Document segment Block Start

This past weekend, we were listening to the GovInnovator podcast – one of our favorites – and wanted to flag the recent interview with Reggie Bicha, executive director of the Colorado Department of Human Services.
In the 12-minute interview with GovInnovator host Andy Feldman, Bicha provides a great description of how his department really uses the outcome and key process measures in its C-Stat system to drive better performance.
“Every Wednesday, from 3 to 5 o’clock in the afternoon, I sit down in our C-Stat room . . . with my senior team and meet with various program directors from our department who are responsible for achieving the goals we’ve set out. We dive into the measures. We’re looking at data and asking ourselves where things are going well, why they are going well and what does the data tell us about our performance and how do we replicate that in other parts of the state?
“Where things aren’t going so well, what does the data tell us about that? Why isn’t it going well and what can we do, in as real time as we can do it, to change our practice, our policies, our computers, whatever it’s going to take, in order to get the performance that the people in Colorado are expecting from us.”
In the podcast, Bicha explains how the C-Stat system has required an evolution in the culture of the organization, including the hiring of new employees who understand how to gather, analyze and work with data. It has also meant developing ways to push performance measurement through the layers of the organizations to the counties and contractors who are delivering services.
He describes how the data allows his department to move beyond anecdote and explode myths. The podcast also delves into major challenges – for example, the political fallout when your own data very publicly reveals program problems.

Document segment Block End
Information shown Block Start

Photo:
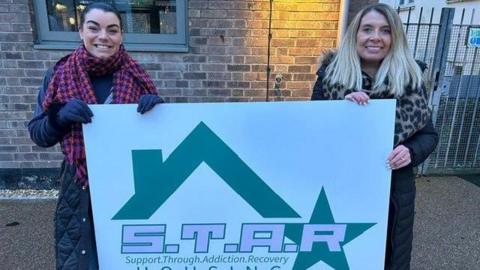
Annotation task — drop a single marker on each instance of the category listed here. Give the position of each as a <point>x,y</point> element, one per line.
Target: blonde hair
<point>398,67</point>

Information shown Block End

_Exercise requirements_
Could you return the entire passage above about Reggie Bicha's GovInnovator interview on C-Stat, word for word?

_Reply to the task_
This past weekend, we were listening to the GovInnovator podcast – one of our favorites – and wanted to flag the recent interview with Reggie Bicha, executive director of the Colorado Department of Human Services.
In the 12-minute interview with GovInnovator host Andy Feldman, Bicha provides a great description of how his department really uses the outcome and key process measures in its C-Stat system to drive better performance.
“Every Wednesday, from 3 to 5 o’clock in the afternoon, I sit down in our C-Stat room . . . with my senior team and meet with various program directors from our department who are responsible for achieving the goals we’ve set out. We dive into the measures. We’re looking at data and asking ourselves where things are going well, why they are going well and what does the data tell us about our performance and how do we replicate that in other parts of the state?
“Where things aren’t going so well, what does the data tell us about that? Why isn’t it going well and what can we do, in as real time as we can do it, to change our practice, our policies, our computers, whatever it’s going to take, in order to get the performance that the people in Colorado are expecting from us.”
In the podcast, Bicha explains how the C-Stat system has required an evolution in the culture of the organization, including the hiring of new employees who understand how to gather, analyze and work with data. It has also meant developing ways to push performance measurement through the layers of the organizations to the counties and contractors who are delivering services.
He describes how the data allows his department to move beyond anecdote and explode myths. The podcast also delves into major challenges – for example, the political fallout when your own data very publicly reveals program problems.